▶ **Fragmento seleccionado**:
------------------------------

Fidel tuvo un papel muy importante en la conservación de esta confianza popular. Claves de esta confianza fueron su carisma personal y su voluntad pedagógica, expresada en sus arengas interminables, que eran a la vez educación político-moral y ritual de comunión entre líder y masas. Fidel Castro y Che Guevara pensaban y sentían por su cuenta, más allá de las anteojeras del marxismo-leninismo oficial. En el caso de Fidel, la veracidad de sus palabras llegaba al corazón de la gente, tanto de las masas como de los innumerables visitantes extranjeros que conversaron con él. Uno de esos visitantes describía al “Comandante” como “el ama de casa de Cuba” por su preocupación por los problemas concretos de la existencia cotidiana de sus conciudadanos. Esta preocupación, loable e infrecuente en los jefes de estado, tenía sus pros y sus contras. Entre sus contras cabe señalar un estilo de gobernar que ha hecho daño en la vida pública de la Cuba socialista: la tendencia de la dirigencia política a resolver todos los problemas, en detrimento de la iniciativa de la gente y de su capacidad de autogestión. Esperar las consignas de arriba se convirtió en vicio nacional y en factor inhibidor del desarrollo del socialismo, impensable sin la iniciativa de la ciudadanía.

------------------------------

Datos de origen
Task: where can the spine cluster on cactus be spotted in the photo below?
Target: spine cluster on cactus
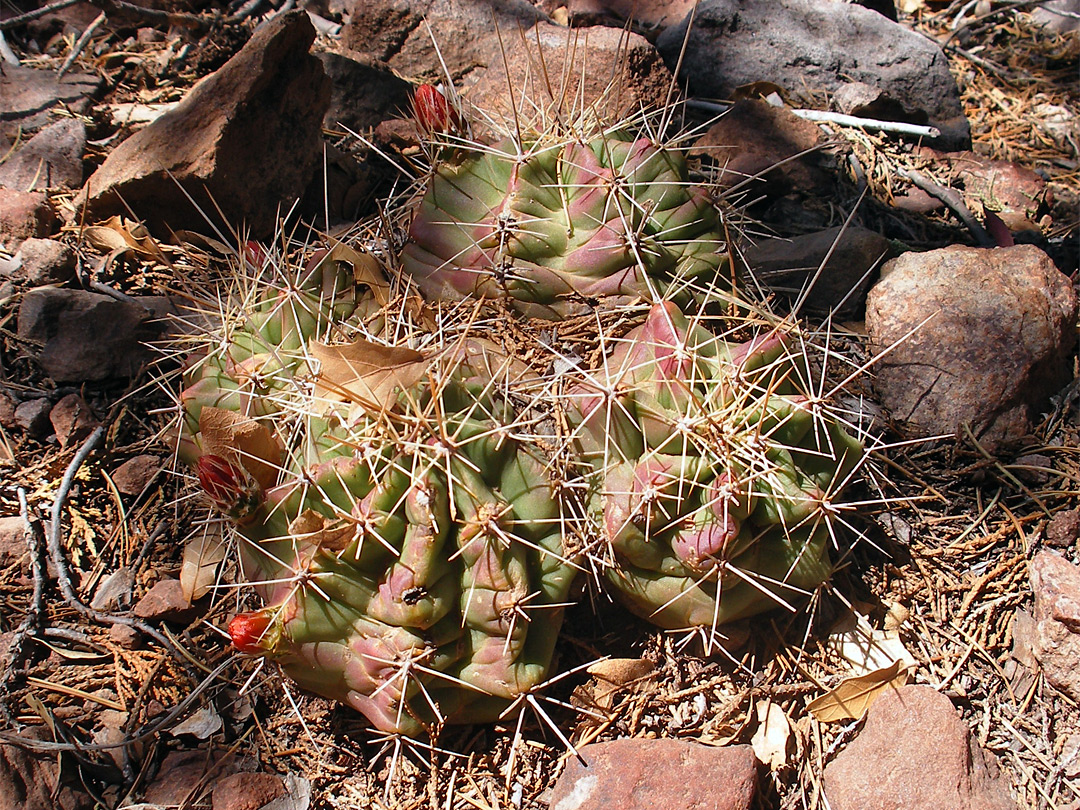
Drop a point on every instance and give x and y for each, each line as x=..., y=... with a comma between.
x=553, y=226
x=410, y=557
x=715, y=476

------------------------------

▶ **La tarea**: Prolonga el fragmento sobre Fidel Castro y la confianza popular en Cuba a partir de su última oración.

▶ **Respuesta**:
Los éxitos en la alfabetización universal y la escolarización, así como en el sistema nacional de salud, que, además, resistieron bien las calamidades del Período especial, son tan evidentes que ni siquiera los más acérrimos enemigos del socialismo cubano han podido negarlos. Son éxitos que revelan el compromiso real del régimen con el bienestar de la población. No son los únicos. Cuba ha desarrollado una capacidad científica sorprendente: con el 2% de la población de América Latina tiene el 11% del personal científico del subcontinente. Esto explica su potencial en las áreas de la medicina y la biología, que le ha permitido convertir en objeto de exportación estos servicios (clave en los intercambios con la Venezuela bolivariana). Otro logro ha consistido en desarrollar un sentido de comunidad que marca también una diferencia con los demás países de América Latina. El documental filmado en 2006 por Faith Morgan titulado The Power of Community revela que la supervivencia de la población cubana tras la caída de la Unión Soviética y el corte brusco del suministro de petróleo y otros artículos, entre ellos los fertilizantes para la agricultura, debió mucho a la cooperación espontánea de una población que había crecido con valores solidarios y colaborativos.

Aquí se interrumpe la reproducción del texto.